The data:
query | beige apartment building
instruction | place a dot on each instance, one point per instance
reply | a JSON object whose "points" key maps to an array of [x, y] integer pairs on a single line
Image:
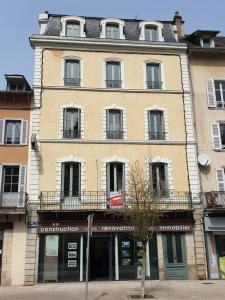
{"points": [[15, 106], [108, 92], [207, 66]]}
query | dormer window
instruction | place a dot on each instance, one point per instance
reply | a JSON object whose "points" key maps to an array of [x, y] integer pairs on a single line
{"points": [[151, 31], [73, 27], [206, 42], [112, 29]]}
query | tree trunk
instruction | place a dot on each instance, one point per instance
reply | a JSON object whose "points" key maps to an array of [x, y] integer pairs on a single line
{"points": [[143, 273]]}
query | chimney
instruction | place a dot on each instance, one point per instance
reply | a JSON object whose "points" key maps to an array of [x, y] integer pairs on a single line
{"points": [[179, 23], [43, 20]]}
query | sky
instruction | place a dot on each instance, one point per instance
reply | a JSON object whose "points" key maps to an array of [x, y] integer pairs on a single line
{"points": [[19, 20]]}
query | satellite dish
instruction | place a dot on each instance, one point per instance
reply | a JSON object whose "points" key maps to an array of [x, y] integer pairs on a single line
{"points": [[204, 160]]}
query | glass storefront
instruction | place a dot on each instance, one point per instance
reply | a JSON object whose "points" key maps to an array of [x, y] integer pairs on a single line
{"points": [[62, 257]]}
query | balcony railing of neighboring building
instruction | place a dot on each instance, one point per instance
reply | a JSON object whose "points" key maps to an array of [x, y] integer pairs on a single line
{"points": [[71, 134], [101, 200], [13, 200], [157, 85], [112, 134], [72, 81], [113, 83], [214, 200], [157, 135]]}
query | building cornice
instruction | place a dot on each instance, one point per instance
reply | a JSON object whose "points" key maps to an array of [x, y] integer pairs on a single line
{"points": [[68, 43]]}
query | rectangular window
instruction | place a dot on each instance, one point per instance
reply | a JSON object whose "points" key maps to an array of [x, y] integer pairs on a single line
{"points": [[220, 93], [153, 76], [151, 33], [114, 124], [72, 123], [112, 31], [115, 177], [73, 29], [113, 74], [158, 175], [71, 179], [12, 132], [11, 179], [72, 73], [156, 125]]}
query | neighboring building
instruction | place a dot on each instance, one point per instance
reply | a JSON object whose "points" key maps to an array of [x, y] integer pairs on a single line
{"points": [[15, 103], [207, 66], [108, 92]]}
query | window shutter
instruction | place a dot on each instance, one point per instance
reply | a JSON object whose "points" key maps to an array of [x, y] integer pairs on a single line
{"points": [[220, 180], [21, 200], [211, 93], [24, 132], [1, 169], [1, 131], [216, 136]]}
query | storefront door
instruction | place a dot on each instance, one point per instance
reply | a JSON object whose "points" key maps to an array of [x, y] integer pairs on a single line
{"points": [[175, 256], [100, 258], [1, 246], [220, 247]]}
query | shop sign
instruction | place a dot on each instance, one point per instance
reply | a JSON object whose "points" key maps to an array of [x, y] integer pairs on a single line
{"points": [[79, 228]]}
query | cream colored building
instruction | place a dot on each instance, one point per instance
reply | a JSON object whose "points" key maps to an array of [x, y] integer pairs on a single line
{"points": [[108, 92], [207, 66]]}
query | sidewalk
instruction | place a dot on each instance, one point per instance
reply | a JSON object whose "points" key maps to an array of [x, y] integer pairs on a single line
{"points": [[161, 290]]}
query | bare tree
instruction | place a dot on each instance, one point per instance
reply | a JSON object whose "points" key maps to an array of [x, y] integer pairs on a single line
{"points": [[142, 209]]}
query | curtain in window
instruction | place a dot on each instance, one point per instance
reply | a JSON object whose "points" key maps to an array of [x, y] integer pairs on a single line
{"points": [[73, 29], [112, 31], [72, 123]]}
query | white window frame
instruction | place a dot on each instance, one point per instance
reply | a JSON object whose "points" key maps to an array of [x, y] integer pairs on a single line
{"points": [[212, 42], [114, 159], [162, 72], [2, 142], [165, 120], [61, 119], [159, 159], [80, 20], [104, 120], [158, 25], [113, 59], [63, 66], [119, 22]]}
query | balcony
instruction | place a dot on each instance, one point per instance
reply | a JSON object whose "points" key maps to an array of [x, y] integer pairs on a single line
{"points": [[71, 134], [113, 134], [72, 81], [157, 135], [12, 201], [154, 85], [113, 83], [60, 201], [214, 200]]}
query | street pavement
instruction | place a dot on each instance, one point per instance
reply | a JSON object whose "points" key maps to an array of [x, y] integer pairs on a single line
{"points": [[161, 290]]}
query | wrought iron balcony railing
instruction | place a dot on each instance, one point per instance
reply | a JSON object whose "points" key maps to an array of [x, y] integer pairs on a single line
{"points": [[71, 133], [13, 200], [105, 200], [157, 135], [72, 81], [157, 85], [113, 83], [113, 134], [214, 200]]}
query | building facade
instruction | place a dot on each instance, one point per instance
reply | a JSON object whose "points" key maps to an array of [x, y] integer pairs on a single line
{"points": [[15, 104], [206, 54], [109, 92]]}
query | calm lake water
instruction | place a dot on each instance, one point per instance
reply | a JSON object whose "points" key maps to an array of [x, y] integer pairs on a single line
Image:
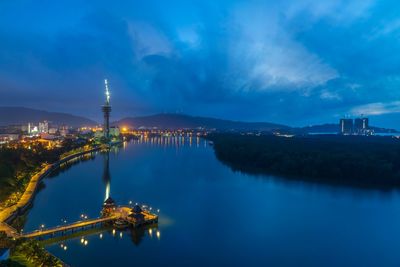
{"points": [[212, 216]]}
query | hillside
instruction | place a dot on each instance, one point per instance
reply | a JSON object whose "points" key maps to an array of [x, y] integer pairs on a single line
{"points": [[333, 128], [179, 121], [21, 115]]}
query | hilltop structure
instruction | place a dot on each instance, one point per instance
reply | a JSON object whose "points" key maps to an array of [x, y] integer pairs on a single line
{"points": [[108, 133], [358, 126]]}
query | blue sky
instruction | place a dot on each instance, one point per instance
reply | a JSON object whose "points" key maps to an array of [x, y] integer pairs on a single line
{"points": [[295, 62]]}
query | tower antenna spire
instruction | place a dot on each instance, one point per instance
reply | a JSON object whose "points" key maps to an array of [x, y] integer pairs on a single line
{"points": [[106, 108], [107, 92]]}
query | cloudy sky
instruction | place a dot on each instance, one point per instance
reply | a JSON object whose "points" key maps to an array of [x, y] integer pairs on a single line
{"points": [[297, 62]]}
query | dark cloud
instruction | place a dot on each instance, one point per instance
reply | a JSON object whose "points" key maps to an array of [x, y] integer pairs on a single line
{"points": [[295, 62]]}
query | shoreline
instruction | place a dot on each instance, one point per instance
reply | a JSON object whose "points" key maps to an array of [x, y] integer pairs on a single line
{"points": [[10, 213]]}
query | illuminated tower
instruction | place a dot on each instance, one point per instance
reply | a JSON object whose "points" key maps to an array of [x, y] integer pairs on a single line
{"points": [[106, 108], [106, 174]]}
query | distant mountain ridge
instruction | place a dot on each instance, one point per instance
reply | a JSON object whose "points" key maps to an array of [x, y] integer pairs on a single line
{"points": [[334, 128], [180, 121], [21, 115]]}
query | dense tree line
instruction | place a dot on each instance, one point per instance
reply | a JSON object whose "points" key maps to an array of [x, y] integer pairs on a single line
{"points": [[370, 161], [27, 250], [18, 162]]}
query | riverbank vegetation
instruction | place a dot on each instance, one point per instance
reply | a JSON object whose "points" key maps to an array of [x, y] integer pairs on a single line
{"points": [[19, 162], [356, 160], [27, 252]]}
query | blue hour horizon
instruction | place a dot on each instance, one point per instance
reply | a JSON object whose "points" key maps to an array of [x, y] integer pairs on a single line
{"points": [[294, 62]]}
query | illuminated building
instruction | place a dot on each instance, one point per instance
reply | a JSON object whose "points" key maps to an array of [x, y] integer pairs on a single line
{"points": [[361, 125], [106, 108], [44, 127], [346, 126]]}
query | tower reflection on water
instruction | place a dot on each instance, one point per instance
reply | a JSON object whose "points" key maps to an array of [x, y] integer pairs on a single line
{"points": [[136, 234]]}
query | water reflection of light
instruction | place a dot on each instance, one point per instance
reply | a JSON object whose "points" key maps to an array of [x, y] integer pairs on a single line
{"points": [[107, 190]]}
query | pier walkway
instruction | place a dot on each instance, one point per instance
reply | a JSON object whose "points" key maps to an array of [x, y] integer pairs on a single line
{"points": [[119, 214]]}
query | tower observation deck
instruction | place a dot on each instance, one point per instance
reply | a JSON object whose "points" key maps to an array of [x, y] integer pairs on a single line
{"points": [[106, 108]]}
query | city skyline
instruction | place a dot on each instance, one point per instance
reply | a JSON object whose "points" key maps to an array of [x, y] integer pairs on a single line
{"points": [[293, 62]]}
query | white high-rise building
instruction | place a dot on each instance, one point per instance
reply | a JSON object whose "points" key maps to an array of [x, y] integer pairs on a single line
{"points": [[44, 127]]}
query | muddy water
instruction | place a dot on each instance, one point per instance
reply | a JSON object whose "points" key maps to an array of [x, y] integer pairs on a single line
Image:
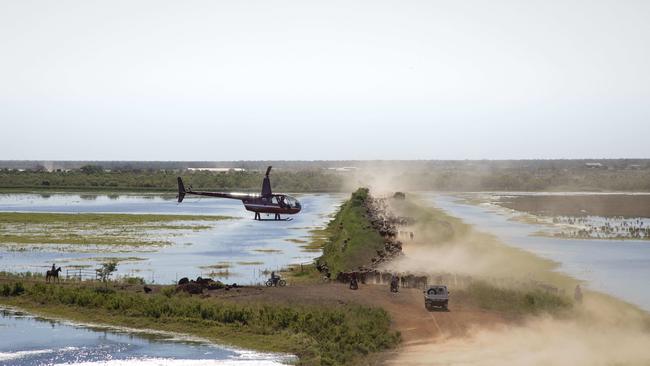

Assignment: Among the lines above, find those with the word "building" and list them.

Output of the task:
query | beige apartment building
query | balcony railing of neighboring building
query | building cornice
query | neighboring building
query | cream colored building
query | building facade
query | illuminated building
query | white high-rise building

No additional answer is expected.